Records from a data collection
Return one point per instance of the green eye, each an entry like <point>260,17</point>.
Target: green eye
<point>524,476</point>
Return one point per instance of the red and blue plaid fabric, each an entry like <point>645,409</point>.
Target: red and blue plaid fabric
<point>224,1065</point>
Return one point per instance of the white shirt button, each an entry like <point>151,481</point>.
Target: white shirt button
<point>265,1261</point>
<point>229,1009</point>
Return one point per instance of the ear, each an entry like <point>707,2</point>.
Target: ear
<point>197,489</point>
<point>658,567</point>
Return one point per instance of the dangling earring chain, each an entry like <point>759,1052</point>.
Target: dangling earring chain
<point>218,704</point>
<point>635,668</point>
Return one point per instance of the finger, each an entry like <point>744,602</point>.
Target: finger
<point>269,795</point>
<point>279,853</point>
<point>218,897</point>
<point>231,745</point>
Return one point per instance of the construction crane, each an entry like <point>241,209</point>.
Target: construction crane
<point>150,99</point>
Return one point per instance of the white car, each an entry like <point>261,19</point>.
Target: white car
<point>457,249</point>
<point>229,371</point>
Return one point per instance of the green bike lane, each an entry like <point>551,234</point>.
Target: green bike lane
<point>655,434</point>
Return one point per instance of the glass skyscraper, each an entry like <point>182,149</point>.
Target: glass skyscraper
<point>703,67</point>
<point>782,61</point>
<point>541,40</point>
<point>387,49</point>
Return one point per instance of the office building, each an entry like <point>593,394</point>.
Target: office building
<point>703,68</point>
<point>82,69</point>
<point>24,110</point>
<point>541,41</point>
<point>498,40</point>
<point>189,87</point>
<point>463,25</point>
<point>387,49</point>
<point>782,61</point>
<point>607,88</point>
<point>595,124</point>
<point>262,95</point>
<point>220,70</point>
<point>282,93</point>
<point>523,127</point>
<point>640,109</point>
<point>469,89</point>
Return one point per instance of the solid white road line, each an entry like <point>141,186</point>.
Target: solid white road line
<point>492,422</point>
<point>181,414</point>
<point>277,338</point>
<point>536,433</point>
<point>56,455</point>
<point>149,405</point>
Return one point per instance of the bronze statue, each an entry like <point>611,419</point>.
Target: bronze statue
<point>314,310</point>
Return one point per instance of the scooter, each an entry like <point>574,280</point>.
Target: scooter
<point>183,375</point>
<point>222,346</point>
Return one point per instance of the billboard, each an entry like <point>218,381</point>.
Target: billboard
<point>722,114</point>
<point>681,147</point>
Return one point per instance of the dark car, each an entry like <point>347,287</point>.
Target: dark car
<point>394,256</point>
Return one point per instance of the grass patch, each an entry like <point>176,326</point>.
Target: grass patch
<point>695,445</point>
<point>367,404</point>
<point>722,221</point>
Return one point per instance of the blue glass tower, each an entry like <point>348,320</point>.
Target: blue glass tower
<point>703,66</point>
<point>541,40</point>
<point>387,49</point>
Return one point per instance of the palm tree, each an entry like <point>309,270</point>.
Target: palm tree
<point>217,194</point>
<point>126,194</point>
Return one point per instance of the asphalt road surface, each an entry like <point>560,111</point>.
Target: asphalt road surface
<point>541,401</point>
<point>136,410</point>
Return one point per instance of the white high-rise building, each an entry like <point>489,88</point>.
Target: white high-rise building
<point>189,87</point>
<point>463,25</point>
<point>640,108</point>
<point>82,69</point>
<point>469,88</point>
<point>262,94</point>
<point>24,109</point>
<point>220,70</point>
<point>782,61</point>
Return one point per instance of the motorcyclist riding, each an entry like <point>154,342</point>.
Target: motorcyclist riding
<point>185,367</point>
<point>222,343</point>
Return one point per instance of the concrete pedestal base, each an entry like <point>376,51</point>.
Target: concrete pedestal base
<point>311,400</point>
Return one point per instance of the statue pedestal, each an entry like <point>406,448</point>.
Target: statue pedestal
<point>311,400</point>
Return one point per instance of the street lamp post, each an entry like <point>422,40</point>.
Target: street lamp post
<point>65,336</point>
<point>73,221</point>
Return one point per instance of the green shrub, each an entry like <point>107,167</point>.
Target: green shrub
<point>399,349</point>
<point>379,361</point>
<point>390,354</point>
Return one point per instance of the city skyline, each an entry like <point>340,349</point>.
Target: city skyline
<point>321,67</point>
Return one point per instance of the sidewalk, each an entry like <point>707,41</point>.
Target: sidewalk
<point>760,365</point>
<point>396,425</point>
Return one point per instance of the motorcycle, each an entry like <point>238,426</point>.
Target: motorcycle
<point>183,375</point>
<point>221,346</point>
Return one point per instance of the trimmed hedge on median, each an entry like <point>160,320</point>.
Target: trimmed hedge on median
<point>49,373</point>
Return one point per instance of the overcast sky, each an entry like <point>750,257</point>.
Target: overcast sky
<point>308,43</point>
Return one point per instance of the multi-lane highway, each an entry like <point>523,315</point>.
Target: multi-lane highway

DESCRIPTION OF THE TASK: Gather up the lines containing the word "highway" from these records and copy them.

COMPLETED TASK:
Return one point per instance of the multi-lane highway, each an entry like <point>523,315</point>.
Target: multi-lane highway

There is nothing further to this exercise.